▶ _SELECTED EXCERPT_:

<<<<

The only weight you need to lose is him... particularly his fat head.


----------



## Cooper (Apr 18, 2008)

OP is it possible he is trying to force you to break up with him? His comments are so incredibly insensitive I have to wonder if he's just trying to end the relationship. Many people do such a thing, sometimes unconsciously. They don't have the courage to end it themselves so they push until their partner snaps and does the dirty work and calls it quits. Then they can play the victim instead of the jerk.


----------



## flatorflush (Jul 1, 2017)

The issue is he absolutely thinks he is just perfect in what he says and that "I" am too sensitive.

This morning is a perfect example. I have work meetings at 11:30. I had a hair cut at 9:15 We only have one car. we planned this out last night. He would get up and go with me and then I would drop him at his work after my hair appointment.

He KNEW it was at 9:15. He got up this morning and was super late -- I got in the shower first after I could see he was on his phone (in bed) emailing people. I got out of the shower and said "you need to hurry". He said wow, what time is it? I said 8:45. We need to leave here in 15 minutes. He blew up and said that's not possible for me. NOT possible. He was angry -- got in the shower and said "you always do this to me". 

I said it's not my fault that you are late! He said you rush me, and then you make it all about you. NOTHING is ever your fault is it?

I said so you can't make it? He said absolutely not. NO chance and now I am going to be late for MY work meeting because your hair is more important.

I quietly walked out of the room and cancelled my appointment. I came back and in and told him that I had canceled. He said "WHAT?!" Obsenities. I said why???

He said there is NO communication with you--- THIS IS YOUR PROBLEM -- perfect example! He said he was hurrying so much and didn't even shave so he could try to make it and now I just CANCEL???? I said yes. YOu said you could not make it. SO I canceled. FOr you.

He said "always a game for you. the whole WORLD operates on YOUR time." "got it".

He said I should have come back in and realized that he was HURRYING to make it -- after telling meI had ruined his work morning and etc because my hair was more important.

HOW DO I DEAL WITH THIS? 



Cooper said:


> OP is it possible he is trying to force you to break up with him? His comments are so incredibly insensitive I have to wonder if he's just trying to end the relationship. Many people do such a thing, sometimes unconsciously. They don't have the courage to end it themselves so they push until their partner snaps and does the dirty work and calls it quits. Then they can play the victim instead of the jerk.


----------



## wild jade (Jun 21, 2016)

flatorflush said:


> HOW DO I DEAL WITH THIS?


Tell him to eff off.

>>>>

▶ _RAW DATA_:
<<<<

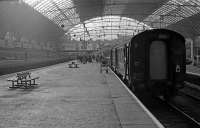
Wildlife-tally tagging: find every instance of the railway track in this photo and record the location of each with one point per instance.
(194, 122)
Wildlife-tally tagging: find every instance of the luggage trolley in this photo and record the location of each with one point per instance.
(104, 64)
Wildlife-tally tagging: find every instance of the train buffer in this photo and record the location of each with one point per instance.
(73, 65)
(23, 79)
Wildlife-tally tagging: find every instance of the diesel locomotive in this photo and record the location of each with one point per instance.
(153, 61)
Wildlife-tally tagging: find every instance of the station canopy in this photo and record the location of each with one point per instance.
(108, 19)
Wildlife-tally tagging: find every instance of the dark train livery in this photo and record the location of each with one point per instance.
(153, 61)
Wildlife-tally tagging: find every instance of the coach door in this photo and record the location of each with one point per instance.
(158, 60)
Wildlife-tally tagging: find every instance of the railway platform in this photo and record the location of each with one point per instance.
(72, 98)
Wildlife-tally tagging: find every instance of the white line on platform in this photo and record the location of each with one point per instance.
(155, 120)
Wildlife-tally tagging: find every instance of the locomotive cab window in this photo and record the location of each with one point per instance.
(158, 60)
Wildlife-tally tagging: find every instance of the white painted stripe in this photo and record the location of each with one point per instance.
(155, 120)
(32, 70)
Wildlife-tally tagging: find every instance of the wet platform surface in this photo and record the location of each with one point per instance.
(71, 98)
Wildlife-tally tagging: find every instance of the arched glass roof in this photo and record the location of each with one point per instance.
(61, 12)
(107, 27)
(80, 14)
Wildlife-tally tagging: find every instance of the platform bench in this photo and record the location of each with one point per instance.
(23, 79)
(73, 65)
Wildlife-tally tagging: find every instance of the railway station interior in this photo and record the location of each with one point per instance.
(92, 64)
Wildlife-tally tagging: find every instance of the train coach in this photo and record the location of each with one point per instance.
(153, 61)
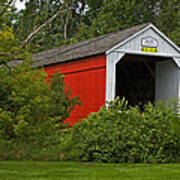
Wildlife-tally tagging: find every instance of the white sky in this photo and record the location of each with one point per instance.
(19, 5)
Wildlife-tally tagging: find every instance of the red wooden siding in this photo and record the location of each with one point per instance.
(86, 78)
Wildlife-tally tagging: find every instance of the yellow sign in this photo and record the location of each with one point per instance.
(149, 50)
(149, 44)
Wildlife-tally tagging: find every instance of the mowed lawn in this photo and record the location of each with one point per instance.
(87, 171)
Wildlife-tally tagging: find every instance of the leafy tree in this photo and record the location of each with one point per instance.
(31, 104)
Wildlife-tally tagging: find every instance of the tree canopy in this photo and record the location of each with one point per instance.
(84, 19)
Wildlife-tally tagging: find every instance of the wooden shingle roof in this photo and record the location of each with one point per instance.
(87, 48)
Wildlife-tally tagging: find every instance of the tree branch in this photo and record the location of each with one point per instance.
(6, 7)
(43, 25)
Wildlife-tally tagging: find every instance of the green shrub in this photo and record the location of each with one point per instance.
(119, 134)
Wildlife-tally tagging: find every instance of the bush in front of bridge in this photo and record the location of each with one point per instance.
(122, 134)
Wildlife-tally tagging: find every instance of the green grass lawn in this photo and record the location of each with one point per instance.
(85, 171)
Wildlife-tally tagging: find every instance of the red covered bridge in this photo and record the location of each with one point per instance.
(99, 69)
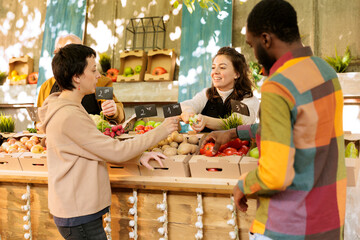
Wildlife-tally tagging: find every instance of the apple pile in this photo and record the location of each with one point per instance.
(177, 144)
(114, 131)
(159, 71)
(24, 144)
(140, 127)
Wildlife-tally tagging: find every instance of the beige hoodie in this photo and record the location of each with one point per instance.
(78, 180)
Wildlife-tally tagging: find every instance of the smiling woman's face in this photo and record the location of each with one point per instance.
(223, 74)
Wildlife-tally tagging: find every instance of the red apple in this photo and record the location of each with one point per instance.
(112, 74)
(159, 71)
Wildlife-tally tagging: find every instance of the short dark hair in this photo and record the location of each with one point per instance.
(70, 61)
(274, 16)
(243, 84)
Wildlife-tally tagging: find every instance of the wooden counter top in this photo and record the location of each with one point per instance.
(180, 184)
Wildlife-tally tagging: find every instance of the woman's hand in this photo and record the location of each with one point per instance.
(200, 124)
(171, 124)
(186, 115)
(147, 156)
(109, 107)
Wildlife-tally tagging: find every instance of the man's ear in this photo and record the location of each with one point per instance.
(266, 40)
(76, 79)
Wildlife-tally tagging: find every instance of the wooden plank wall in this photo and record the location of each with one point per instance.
(181, 214)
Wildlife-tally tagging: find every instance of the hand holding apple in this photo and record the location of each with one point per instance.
(159, 71)
(109, 107)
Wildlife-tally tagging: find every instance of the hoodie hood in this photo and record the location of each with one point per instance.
(50, 107)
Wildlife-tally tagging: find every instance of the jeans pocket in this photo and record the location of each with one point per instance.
(64, 231)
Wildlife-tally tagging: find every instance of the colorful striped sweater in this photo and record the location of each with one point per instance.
(301, 177)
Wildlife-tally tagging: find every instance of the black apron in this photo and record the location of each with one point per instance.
(89, 101)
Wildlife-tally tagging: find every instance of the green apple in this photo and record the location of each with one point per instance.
(128, 71)
(254, 152)
(157, 124)
(137, 69)
(150, 123)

>>>>

▶ _STATED PROBLEM_: Extend the forum thread about the canceled haircut appointment, picking up right after its final post.

▶ _EXERCISE RESPONSE_:
----------



## Andy1001 (Jun 29, 2016)

wild jade said:


> Tell him to eff off.


I knew eventually me and you would agree on something.Lol. @flatorflush he is just pushing your buttons and by the sound of things he knows exactly which ones to press.Everything is a problem,you can't do right for doing wrong @Cooper may have hit the nail on the head.Maybe he IS trying to break up or more to the point get you to break up with him so he isn't the bad guy in this.
You should give him his wish,he will soon realise that these young girls have no real interest in him and see him as an idiot who thinks he can attract twenty year olds.


----------



## Diana7 (Apr 19, 2016)

flatorflush said:


> The issue is he absolutely thinks he is just perfect in what he says and that "I" am too sensitive.
> 
> This morning is a perfect example. I have work meetings at 11:30. I had a hair cut at 9:15 We only have one car. we planned this out last night. He would get up and go with me and then I would drop him at his work after my hair appointment.
> 
> ...


You deal with this by ending your relationship with this awful, uncaring, unloving insensitive jerk. I have no idea why you put up with him, he sounds terrible.


----------



## Dannip (Jun 13, 2017)

Diana7 said:


> You deal with this by ending your relationship with this awful, uncaring, unloving insensitive jerk. I have no idea why you put up with him, he sounds terrible.


Amen. 

The faster you move on the the faster you'll find a real man to take his place. 

Get a real man. You'll know next time.


----------



## Cooper (Apr 18, 2008)

flatorflush said:


> The issue is he absolutely thinks he is just perfect in what he says and that "I" am too sensitive.
> 
> This morning is a perfect example. I have work meetings at 11:30. I had a hair cut at 9:15 We only have one car. we planned this out last night. He would get up and go with me and then I would drop him at his work after my hair appointment.
> 
> ...


Well the situation above you deal with by saying "I'm not your mother, it's not my job to get you out of bed and moving in the morning. Your procrastination will have no affect on my day, gotta go". And you go about your business, he can call Uber.

OP you need to look at the big picture, he is a vain narcissist, you will never make him happy and you will lose your confidence and identity trying. It's just is not worth it.


----------



## introvert (May 30, 2016)

I'm the same body-wise as you, I think. 

I'm an inch shorter, at five foot eight inches, 120 pounds. If somebody (bf, gf) told me I was out of shape and needed a personal trainer, I would tell them to eat **** and die. Seriously.

Do not marry this guy, do not stay with him a moment longer. You know exactly how this is going to play out right now.


----------



## lucy999 (Sep 28, 2014)

My dear, you will have a life of living hell on earth if you marry this man (and i use that term loosely). He is a narcicisst bully. And a meathead. 

You should've taken the car when you realized he'd make you late for your meeting.

Break it off. It will NOT get better.


----------



## flatorflush (Jul 1, 2017)

Clearly I am not perfect. I think that's part of the reason why I have stayed so long. I blame myself. I feel guilty.

BUT - last night -- it was pretty clear what I need to do. 

Here's what happened.

He told me he is hiring assistants and told me plans to hire on looks. He wants a hot woman. I said REALLY --
He said yes, and if I had a problem with the line of women who will be coming to see him because it is the nature of his business. 

He owns a tennis club and MANY of his clients are housewives. He is right about that. 

But, said I should be to prepared to deal with it -- or leave. He said if I can't deal with him being around this -- then I need to walk away.

I started to cry and I said ok, I will remember you said that. He said GOOD remember this REMEMBER I WARNED YOU-with what you are doing.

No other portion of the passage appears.